• [Instructions to follow]
The entries that follow must be written out exactly, without any of the pictures they contain.

Segment Open

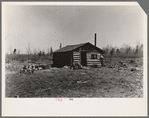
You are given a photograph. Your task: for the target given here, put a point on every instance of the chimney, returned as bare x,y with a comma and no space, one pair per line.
95,39
60,46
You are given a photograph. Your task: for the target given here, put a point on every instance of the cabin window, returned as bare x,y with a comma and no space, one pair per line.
93,56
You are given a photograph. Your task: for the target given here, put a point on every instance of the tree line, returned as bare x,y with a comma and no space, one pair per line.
124,51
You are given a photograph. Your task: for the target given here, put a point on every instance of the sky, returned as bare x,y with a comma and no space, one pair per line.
45,26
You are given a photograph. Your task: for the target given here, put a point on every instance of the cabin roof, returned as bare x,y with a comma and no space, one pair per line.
70,47
73,47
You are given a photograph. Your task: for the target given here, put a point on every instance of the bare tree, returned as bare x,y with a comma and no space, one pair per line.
51,51
14,51
28,50
34,53
48,51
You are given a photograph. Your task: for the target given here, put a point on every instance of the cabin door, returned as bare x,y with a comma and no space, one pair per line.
83,59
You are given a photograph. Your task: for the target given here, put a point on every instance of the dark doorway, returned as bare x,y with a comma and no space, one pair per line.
83,59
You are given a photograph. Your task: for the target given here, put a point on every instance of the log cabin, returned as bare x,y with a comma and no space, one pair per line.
85,54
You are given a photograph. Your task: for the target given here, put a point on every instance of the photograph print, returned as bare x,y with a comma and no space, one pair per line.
74,51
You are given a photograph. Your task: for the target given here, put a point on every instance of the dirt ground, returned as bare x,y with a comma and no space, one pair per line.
121,77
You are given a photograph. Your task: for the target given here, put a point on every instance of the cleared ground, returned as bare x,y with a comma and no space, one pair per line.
121,77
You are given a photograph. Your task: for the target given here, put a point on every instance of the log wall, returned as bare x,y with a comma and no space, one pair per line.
93,62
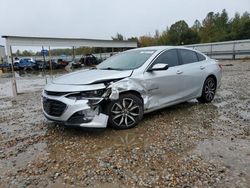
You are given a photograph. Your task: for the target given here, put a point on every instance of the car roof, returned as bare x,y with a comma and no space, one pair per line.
162,48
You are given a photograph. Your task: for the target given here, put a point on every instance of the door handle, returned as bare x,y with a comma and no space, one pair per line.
179,72
202,67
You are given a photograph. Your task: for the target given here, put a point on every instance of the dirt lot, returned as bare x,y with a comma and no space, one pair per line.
191,144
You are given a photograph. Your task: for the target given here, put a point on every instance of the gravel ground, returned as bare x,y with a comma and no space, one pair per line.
187,145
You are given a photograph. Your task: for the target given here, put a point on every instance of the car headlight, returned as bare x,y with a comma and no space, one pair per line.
100,93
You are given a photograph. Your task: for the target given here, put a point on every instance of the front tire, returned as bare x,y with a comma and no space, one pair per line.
126,112
208,91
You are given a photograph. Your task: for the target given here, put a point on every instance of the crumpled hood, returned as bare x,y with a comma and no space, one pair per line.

Segment Closed

• [Exercise output]
You are given a photograph. Your task: for the target given here, put a point on every instance of the chimney, returned as bare x,y with a comma and no space, one pair per line.
95,39
60,46
You are given a photograph. Your task: for the target given here, put a point on every instance of the cabin window, returned as bare x,y with a comma and no space, one pair per line.
93,56
You are given a photograph. Your task: for the target given here, put a point on every instance of the tree line, returned as bare x,y with a comma and no space, one pair per line.
124,51
You are given a photograph. Your task: for the target given here, put a point on every instance of the sky, returned as bare x,y with a comma and no space, one pair per line.
45,26
You are given a photograph. Your task: for the target given here, put a point on every instance of the cabin roof, returned as bare x,y with a comma and no space, one pair per line.
70,47
73,47
You are given a photograph. Your task: for the target given here, put a point on every instance of the bare tree, returned as bare x,y with a comma and no space, one pair per line.
51,51
14,51
28,50
34,53
48,51
You are given a photograph. Your task: for the target given here, put a point on every instance of the cabin door, returned as bare x,y with a comma and no space, one pair per line.
83,59
You are given a photograph. Your task: for the target given here, put a point on every instance of the dark doorway, returned as bare x,y with a comma and no space, one pair per line.
83,59
You are given a photograph. Your task: for the target given here, put a point on every instance of the log cabin, returned as bare x,y with a comma and no space, one pair per line.
85,54
You are given a photograph. Your task: for the target given here, put a point on every instance of the photograph print, returned as bare x,y with a comma and no space, one pair per line.
74,51
You are given a photograph. Your task: for the target given here, put a point on every instance of the dirt ground, returned as bare x,y with a comma and no space, one pair per line.
121,77
You are given a photograph. Your task: for the target given here, put a point on every instance of the cleared ground, returned as bare x,y with a comma and no space, one pair per line.
121,77
You are given a photograph. Your task: for the target given here, put a point on every instance of the log wall, returned as bare x,y with a comma and no space, one pair per line.
93,62
You are given a photograph. Your task: for the target given here, put a point on every instance of the car roof, returned as bare x,y with a comma and no space, one pair per line.
162,48
You are given a photograph. Your task: for the target given here, put a point on every instance of the door handle, returned as bare x,y with a comma and no space, one pair per line.
179,72
202,67
You are given a photograph. Your task: for the target given here, put a point on every instance of the dirt lot, returned as bare x,y with a comma and no space, one pair per line.
191,144
You are given a photograph. Your task: for the target given here, put a point on every instance of the gravel ground, returned as bare x,y with a comma and no space, one pair per line.
187,145
You are given a photograph. Your task: for the target given here, put a point on every instance of the car headlight, returned as bare x,y with a comma and no space, one pair per line.
100,93
You are given a photograph. Your task: for the target given here, put a point on every instance of the front tire, returned as bare x,y with a comma and no space, one pair per line.
126,112
208,91
You are given a photograph. Your task: for the target given here, put a point on every instance of the crumpled hood, returned as bare x,y with a comma and no space, one pair per line.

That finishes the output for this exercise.